» **PROVIDED PASSAGE**
..........

Doves Farm Flour Blend Pastry

I have been baking for a local fair and as I wanted to include a few gluten free options I decided to buy some pre-blended flour. I will say right now I can’t eat these, but I wanted to share what can be done with this specific flour blend, your millage may vary as blends vary greatly. I’m still not a fan of these flours or their texture, but I understand how useful they can be. These recipes are in no way sponsored or endorsed by Doves Farm, considering I may run them down they might pay me to stop, and they aren’t regular recipes so please understand that I can’t offer much outside of the recipe here, but I wanted to put them up as an example usage of the flour that may be of benefit to a few of my Dear Readers.

Yes, Dear Reader, you know honest Jack can’t lie, or won’t rather, I can only tell you about how I feel you might have a completely different reaction to these, a few people tried them and loved them, they fine as far as a pastry hat takes all of fifteen minutes to make with only two, three if you count the water, ingredients to make. They’re convenience and I understand that people enjoy that, not that many understand some of us just don’t have the luxury or convenience when it comes to food.

..........

» **DATASET ROWS**

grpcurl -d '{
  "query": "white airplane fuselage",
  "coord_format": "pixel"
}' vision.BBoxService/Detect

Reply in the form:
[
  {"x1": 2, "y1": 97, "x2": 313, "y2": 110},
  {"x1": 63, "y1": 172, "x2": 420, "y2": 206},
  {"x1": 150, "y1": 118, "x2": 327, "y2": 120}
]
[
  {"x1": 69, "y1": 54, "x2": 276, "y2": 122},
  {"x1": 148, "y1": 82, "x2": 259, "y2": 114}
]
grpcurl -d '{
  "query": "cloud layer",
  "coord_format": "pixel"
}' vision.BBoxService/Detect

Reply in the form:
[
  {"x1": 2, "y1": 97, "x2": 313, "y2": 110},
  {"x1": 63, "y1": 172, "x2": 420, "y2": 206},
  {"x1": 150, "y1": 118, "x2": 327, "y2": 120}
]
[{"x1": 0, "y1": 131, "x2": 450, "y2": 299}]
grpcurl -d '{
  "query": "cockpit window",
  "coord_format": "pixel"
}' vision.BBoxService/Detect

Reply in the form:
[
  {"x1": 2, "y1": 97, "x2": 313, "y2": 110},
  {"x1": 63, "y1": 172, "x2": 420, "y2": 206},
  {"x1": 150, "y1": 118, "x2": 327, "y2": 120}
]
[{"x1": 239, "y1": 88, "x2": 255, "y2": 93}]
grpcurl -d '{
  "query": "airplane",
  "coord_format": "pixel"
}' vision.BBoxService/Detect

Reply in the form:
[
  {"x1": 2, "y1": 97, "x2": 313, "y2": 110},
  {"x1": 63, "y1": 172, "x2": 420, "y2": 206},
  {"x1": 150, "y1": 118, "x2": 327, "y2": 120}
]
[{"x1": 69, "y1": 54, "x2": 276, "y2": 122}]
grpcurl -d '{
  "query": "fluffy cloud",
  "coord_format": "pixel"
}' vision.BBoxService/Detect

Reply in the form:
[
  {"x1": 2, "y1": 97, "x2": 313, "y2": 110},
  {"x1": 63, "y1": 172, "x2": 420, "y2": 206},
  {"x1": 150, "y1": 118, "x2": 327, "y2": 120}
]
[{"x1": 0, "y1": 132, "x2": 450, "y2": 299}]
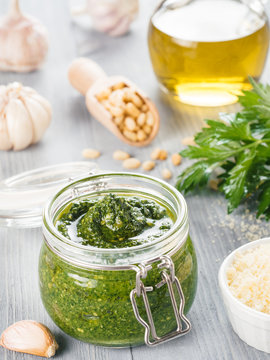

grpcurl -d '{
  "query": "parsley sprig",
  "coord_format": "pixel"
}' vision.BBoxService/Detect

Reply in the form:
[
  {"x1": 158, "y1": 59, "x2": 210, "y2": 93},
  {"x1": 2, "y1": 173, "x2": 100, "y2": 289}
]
[{"x1": 176, "y1": 78, "x2": 270, "y2": 220}]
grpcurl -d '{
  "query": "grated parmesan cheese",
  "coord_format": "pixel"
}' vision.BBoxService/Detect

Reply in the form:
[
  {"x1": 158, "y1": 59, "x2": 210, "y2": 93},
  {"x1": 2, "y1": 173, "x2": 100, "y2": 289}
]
[{"x1": 227, "y1": 244, "x2": 270, "y2": 314}]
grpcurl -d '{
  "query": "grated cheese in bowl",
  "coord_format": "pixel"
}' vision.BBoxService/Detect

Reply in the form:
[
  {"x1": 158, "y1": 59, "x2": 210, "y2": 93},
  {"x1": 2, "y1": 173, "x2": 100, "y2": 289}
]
[{"x1": 226, "y1": 243, "x2": 270, "y2": 314}]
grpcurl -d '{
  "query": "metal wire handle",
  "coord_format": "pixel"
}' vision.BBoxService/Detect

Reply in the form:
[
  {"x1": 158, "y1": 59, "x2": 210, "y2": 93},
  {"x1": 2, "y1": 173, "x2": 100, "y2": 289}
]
[{"x1": 130, "y1": 255, "x2": 191, "y2": 346}]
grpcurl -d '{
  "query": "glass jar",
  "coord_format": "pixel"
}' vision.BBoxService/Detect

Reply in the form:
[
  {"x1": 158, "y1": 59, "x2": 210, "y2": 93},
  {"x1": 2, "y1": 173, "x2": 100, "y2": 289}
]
[
  {"x1": 148, "y1": 0, "x2": 269, "y2": 106},
  {"x1": 39, "y1": 173, "x2": 197, "y2": 347}
]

..........

» **TASK INSTRUCTIONS**
Copy out the full Doves Farm pastry text from above, word for word.

» **WORKED SOLUTION**
Doves Farm Flour Blend Pastry

I have been baking for a local fair and as I wanted to include a few gluten free options I decided to buy some pre-blended flour. I will say right now I can’t eat these, but I wanted to share what can be done with this specific flour blend, your millage may vary as blends vary greatly. I’m still not a fan of these flours or their texture, but I understand how useful they can be. These recipes are in no way sponsored or endorsed by Doves Farm, considering I may run them down they might pay me to stop, and they aren’t regular recipes so please understand that I can’t offer much outside of the recipe here, but I wanted to put them up as an example usage of the flour that may be of benefit to a few of my Dear Readers.

Yes, Dear Reader, you know honest Jack can’t lie, or won’t rather, I can only tell you about how I feel you might have a completely different reaction to these, a few people tried them and loved them, they fine as far as a pastry hat takes all of fifteen minutes to make with only two, three if you count the water, ingredients to make. They’re convenience and I understand that people enjoy that, not that many understand some of us just don’t have the luxury or convenience when it comes to food.